Stated problem: Present the data from its first line through the line that contains "[[256, 341], [256, 271], [196, 254], [192, 263], [192, 331]]", both included, as a Markdown table with the columns "Row" and "Line". Leave out blank lines.

Start

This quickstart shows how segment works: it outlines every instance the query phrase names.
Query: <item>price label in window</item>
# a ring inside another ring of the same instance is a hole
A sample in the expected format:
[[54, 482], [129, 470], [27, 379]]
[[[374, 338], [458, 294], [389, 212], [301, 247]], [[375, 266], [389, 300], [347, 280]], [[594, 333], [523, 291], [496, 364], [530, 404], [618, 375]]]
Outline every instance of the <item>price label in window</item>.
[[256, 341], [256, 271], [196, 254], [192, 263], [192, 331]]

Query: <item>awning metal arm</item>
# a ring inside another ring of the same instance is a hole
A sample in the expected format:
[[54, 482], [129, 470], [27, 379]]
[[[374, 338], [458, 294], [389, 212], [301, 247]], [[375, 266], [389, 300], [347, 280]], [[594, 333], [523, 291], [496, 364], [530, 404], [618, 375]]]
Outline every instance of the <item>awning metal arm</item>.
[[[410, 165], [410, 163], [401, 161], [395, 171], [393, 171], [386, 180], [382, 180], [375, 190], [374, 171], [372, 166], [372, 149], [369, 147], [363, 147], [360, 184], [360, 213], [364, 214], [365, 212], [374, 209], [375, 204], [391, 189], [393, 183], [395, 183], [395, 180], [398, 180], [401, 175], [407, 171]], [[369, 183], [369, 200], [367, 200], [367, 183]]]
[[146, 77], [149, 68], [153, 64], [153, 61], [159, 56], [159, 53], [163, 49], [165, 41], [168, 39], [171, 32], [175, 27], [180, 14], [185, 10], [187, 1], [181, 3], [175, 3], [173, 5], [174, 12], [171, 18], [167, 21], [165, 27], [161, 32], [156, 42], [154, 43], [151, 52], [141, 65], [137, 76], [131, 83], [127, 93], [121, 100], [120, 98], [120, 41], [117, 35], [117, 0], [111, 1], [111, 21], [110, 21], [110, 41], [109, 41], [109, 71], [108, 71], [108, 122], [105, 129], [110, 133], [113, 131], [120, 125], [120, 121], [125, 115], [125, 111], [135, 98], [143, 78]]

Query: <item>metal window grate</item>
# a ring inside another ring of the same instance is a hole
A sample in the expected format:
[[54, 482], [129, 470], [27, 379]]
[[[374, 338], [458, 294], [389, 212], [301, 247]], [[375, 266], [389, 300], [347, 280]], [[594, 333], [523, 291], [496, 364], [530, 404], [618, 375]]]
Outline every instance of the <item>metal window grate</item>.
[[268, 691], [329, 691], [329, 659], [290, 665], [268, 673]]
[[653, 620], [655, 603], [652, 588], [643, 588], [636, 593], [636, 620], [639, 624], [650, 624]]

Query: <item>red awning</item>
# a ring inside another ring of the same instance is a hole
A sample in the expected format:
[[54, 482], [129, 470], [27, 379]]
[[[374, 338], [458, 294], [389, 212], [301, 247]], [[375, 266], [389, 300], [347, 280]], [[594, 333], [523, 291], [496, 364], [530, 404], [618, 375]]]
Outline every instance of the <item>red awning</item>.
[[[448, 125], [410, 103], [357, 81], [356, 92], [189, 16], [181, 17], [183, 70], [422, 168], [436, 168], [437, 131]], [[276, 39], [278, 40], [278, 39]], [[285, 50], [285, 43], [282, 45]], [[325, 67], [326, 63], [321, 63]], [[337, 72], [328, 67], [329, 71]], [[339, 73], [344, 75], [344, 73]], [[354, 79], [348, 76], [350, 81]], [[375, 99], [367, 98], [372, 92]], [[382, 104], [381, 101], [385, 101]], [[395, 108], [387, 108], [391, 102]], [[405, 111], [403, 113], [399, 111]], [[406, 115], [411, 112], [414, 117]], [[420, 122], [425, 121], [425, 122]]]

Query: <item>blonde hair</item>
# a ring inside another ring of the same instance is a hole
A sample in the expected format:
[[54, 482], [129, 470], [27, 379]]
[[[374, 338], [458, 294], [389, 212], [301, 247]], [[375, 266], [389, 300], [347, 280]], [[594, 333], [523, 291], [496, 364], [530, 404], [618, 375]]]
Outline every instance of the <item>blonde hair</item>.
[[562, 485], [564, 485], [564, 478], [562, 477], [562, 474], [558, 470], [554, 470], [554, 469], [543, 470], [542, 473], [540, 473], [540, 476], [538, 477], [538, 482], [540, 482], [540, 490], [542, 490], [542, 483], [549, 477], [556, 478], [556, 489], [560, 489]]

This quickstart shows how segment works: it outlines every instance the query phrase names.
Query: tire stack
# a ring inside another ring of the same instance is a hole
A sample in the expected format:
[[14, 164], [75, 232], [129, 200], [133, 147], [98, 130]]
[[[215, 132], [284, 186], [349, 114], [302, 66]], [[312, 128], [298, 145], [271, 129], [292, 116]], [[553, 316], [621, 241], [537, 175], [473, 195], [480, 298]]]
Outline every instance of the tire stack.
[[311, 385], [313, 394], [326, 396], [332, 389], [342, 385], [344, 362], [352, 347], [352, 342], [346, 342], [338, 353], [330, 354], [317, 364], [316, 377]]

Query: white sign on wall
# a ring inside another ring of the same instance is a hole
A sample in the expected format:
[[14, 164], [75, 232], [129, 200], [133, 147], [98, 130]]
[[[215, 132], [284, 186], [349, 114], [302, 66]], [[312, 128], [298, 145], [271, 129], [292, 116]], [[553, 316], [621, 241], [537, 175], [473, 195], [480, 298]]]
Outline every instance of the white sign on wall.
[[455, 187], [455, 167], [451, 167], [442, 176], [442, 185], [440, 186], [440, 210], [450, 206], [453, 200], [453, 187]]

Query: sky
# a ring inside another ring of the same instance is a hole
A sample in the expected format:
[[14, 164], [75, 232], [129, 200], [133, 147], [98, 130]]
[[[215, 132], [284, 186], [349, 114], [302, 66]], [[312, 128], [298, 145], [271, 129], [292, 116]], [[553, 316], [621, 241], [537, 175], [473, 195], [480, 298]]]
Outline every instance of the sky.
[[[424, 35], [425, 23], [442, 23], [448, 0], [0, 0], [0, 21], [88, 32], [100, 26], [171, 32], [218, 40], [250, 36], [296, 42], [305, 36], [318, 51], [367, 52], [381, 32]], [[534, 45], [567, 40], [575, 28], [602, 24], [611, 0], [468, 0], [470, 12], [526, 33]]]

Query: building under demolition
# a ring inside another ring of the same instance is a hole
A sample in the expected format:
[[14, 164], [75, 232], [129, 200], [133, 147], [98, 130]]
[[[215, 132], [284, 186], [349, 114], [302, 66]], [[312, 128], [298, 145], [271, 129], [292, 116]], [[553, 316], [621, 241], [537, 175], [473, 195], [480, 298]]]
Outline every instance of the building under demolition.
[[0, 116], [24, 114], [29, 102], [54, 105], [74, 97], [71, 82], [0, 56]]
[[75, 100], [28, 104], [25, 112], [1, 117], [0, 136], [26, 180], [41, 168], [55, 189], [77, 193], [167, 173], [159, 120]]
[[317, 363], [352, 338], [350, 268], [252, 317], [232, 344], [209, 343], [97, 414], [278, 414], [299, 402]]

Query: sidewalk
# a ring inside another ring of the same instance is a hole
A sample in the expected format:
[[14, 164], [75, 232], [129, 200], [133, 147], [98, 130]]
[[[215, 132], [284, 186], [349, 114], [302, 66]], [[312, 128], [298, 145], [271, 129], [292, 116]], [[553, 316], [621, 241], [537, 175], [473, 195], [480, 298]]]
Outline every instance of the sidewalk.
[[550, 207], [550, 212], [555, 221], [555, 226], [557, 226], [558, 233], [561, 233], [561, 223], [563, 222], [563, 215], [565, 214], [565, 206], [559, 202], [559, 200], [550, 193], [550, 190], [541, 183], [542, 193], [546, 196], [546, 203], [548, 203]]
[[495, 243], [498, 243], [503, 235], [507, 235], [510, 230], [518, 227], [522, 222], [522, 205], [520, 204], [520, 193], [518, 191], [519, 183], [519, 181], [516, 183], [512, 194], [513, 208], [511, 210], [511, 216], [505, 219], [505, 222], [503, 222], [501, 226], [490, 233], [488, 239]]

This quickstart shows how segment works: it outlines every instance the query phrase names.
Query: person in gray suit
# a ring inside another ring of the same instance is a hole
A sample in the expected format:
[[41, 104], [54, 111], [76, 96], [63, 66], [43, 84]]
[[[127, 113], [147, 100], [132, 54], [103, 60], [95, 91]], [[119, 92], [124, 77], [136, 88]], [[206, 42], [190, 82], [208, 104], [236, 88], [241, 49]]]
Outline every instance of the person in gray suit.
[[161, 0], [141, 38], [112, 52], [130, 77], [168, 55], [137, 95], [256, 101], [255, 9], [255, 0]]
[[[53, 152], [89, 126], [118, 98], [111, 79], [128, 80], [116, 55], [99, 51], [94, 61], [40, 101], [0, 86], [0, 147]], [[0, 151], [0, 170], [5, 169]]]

End

Complete response:
| Row | Line |
|---|---|
| 1 | This quickstart shows how segment works: it outlines every instance the query phrase names. |
| 2 | Query: <item>price label in window</item> |
| 3 | # a ring inside another ring of the same instance is a hole |
| 4 | A sample in the expected format: |
| 5 | [[54, 482], [129, 470], [27, 379]] |
| 6 | [[[374, 338], [458, 294], [389, 212], [301, 247]], [[375, 266], [389, 300], [347, 280]], [[594, 333], [523, 291], [496, 364], [530, 404], [618, 375]]] |
| 7 | Outline every instance of the <item>price label in window</item>. |
| 8 | [[256, 341], [256, 271], [196, 254], [192, 263], [192, 331]] |